Zen et civilisation japonaise
Mercredi 17 septembre 2008
Compte rendu de la conférence « Zen et civilisation japonaise : histoire d’une ambiguïté » par François Macé, professeur à l’Institut National des Langues et Civilisations Orientales (INALCO)
Le professeur Macé a tout d’abord rappelé que dans le langage courant, être zen signifie être relaxé ou « cool ». Cette expression vient de la mode du Zen adoptée par les « hippies » dans les années 60. Pour eux, cela semblait combler leur aspiration à la liberté mais c’était une vision assez légère et superficielle.
Les universitaires allemands se trouvaient à l’avant-garde de l’intérêt pour les pratiques zen, tout comme ils l’avaient été dans le processus de traduction de textes bouddhistes. Dans les années 1960, cela tenait d’un certain snobisme intellectuel.

• **CONSIGNE ÉCRITE**
Reprenez la partie de l'extrait qui commence par les mots contenant « Les universitaires allemands » et se termine par « certain snobisme intellectuel. », en substituant « chercheurs » à « universitaires ». Les entrées constituent un matériau distinct de l'extrait.

• **ENTRÉES**

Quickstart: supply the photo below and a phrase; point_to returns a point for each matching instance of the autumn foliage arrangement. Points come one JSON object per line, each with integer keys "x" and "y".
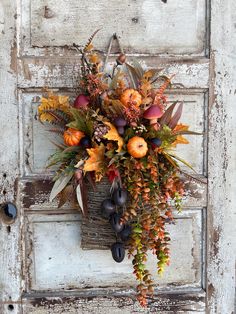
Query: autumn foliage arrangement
{"x": 120, "y": 126}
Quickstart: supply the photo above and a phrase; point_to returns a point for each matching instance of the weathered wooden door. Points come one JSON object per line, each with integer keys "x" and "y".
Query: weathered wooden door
{"x": 42, "y": 266}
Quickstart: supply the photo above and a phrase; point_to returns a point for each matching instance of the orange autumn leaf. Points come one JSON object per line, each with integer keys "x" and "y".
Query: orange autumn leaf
{"x": 180, "y": 139}
{"x": 96, "y": 159}
{"x": 113, "y": 135}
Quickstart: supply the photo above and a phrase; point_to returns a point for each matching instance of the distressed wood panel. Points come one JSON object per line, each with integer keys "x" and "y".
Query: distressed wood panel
{"x": 62, "y": 72}
{"x": 10, "y": 265}
{"x": 222, "y": 160}
{"x": 67, "y": 266}
{"x": 190, "y": 303}
{"x": 37, "y": 136}
{"x": 63, "y": 23}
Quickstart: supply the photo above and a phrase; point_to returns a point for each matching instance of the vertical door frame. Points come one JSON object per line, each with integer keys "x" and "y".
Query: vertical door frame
{"x": 221, "y": 160}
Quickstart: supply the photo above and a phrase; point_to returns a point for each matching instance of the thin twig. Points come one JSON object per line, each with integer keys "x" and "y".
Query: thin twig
{"x": 108, "y": 51}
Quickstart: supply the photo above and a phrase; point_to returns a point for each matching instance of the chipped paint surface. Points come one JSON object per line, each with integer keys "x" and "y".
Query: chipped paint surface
{"x": 149, "y": 18}
{"x": 222, "y": 161}
{"x": 28, "y": 284}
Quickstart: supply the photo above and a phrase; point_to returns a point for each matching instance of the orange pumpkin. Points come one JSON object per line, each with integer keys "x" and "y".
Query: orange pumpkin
{"x": 137, "y": 147}
{"x": 72, "y": 137}
{"x": 131, "y": 96}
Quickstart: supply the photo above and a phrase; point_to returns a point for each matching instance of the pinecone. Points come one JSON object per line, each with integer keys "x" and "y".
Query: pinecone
{"x": 100, "y": 130}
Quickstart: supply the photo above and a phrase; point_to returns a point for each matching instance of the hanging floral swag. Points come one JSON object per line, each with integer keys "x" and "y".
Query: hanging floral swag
{"x": 120, "y": 126}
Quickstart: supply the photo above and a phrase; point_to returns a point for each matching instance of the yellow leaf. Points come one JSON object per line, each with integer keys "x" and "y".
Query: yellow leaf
{"x": 52, "y": 102}
{"x": 113, "y": 135}
{"x": 95, "y": 160}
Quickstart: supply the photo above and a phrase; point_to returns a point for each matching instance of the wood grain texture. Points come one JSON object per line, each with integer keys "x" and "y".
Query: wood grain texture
{"x": 64, "y": 23}
{"x": 163, "y": 303}
{"x": 10, "y": 262}
{"x": 222, "y": 160}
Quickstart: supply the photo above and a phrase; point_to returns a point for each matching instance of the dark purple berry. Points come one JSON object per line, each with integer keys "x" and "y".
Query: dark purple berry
{"x": 118, "y": 252}
{"x": 107, "y": 208}
{"x": 116, "y": 223}
{"x": 125, "y": 233}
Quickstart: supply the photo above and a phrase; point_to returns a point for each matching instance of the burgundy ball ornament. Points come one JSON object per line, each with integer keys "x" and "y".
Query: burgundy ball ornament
{"x": 120, "y": 123}
{"x": 118, "y": 252}
{"x": 125, "y": 233}
{"x": 85, "y": 142}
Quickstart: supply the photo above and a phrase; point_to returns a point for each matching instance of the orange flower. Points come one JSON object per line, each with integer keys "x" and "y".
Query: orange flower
{"x": 180, "y": 139}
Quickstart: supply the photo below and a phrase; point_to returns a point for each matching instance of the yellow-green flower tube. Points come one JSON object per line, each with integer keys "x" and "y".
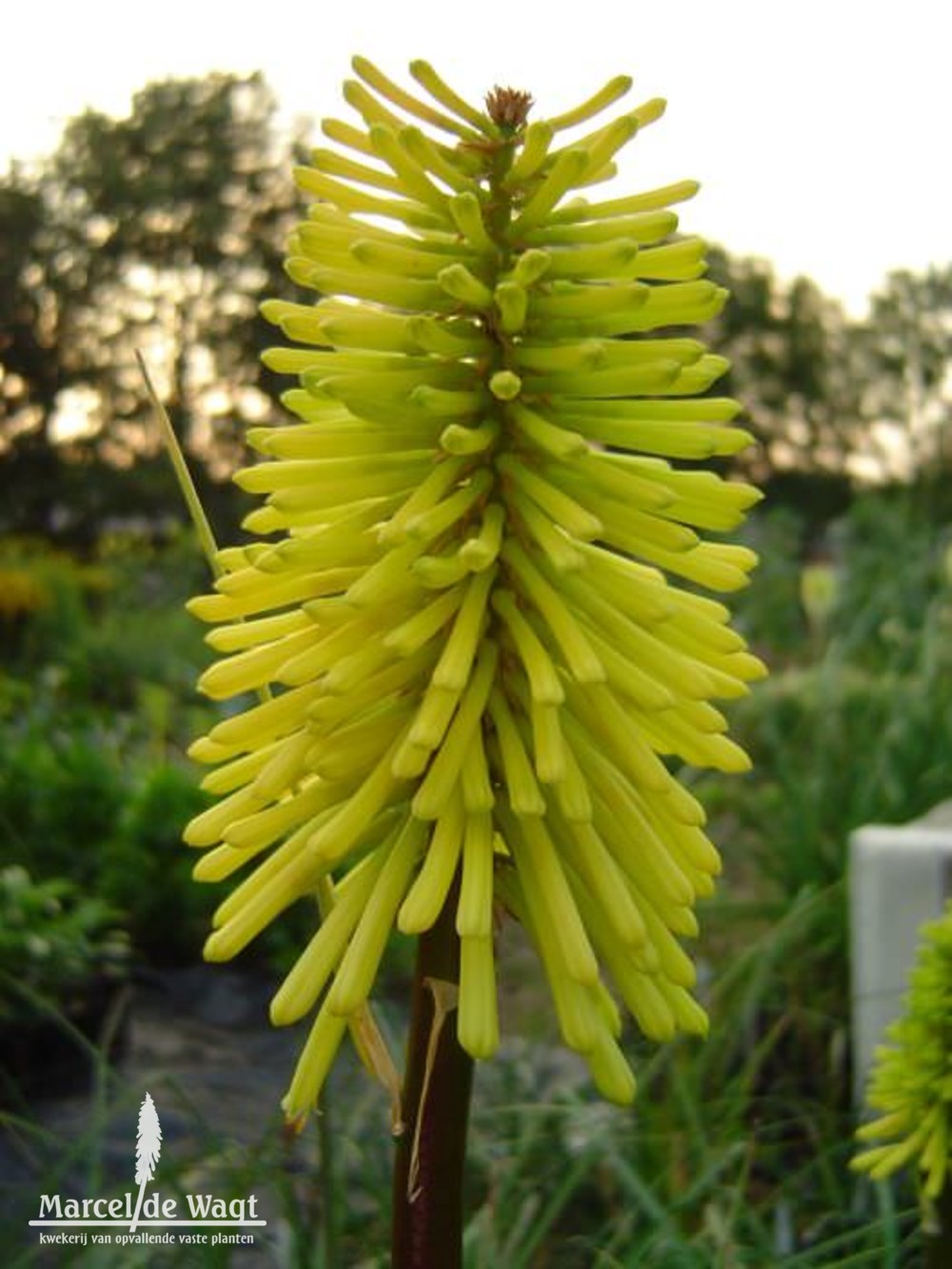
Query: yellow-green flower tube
{"x": 910, "y": 1084}
{"x": 465, "y": 618}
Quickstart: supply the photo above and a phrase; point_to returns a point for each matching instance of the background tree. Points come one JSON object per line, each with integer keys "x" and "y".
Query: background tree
{"x": 158, "y": 231}
{"x": 906, "y": 347}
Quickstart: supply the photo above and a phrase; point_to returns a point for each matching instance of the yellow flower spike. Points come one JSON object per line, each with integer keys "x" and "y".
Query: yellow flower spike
{"x": 910, "y": 1084}
{"x": 478, "y": 665}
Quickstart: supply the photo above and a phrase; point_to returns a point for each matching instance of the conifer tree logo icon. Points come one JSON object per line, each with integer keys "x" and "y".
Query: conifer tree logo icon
{"x": 149, "y": 1143}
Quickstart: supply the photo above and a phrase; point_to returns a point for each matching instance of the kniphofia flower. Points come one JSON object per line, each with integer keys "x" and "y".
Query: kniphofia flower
{"x": 910, "y": 1084}
{"x": 476, "y": 609}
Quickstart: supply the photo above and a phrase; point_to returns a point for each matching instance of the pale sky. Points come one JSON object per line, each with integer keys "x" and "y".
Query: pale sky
{"x": 819, "y": 129}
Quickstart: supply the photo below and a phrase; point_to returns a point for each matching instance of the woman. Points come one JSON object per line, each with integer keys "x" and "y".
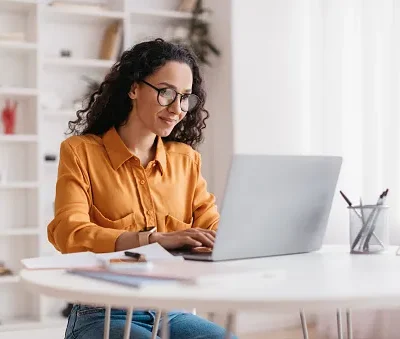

• **RÉPONSE PROPOSÉE**
Les chercheurs allemands se trouvaient à l’avant-garde de l’intérêt pour les pratiques zen, tout comme ils l’avaient été dans le processus de traduction de textes bouddhistes. Dans les années 1960, cela tenait d’un certain snobisme intellectuel.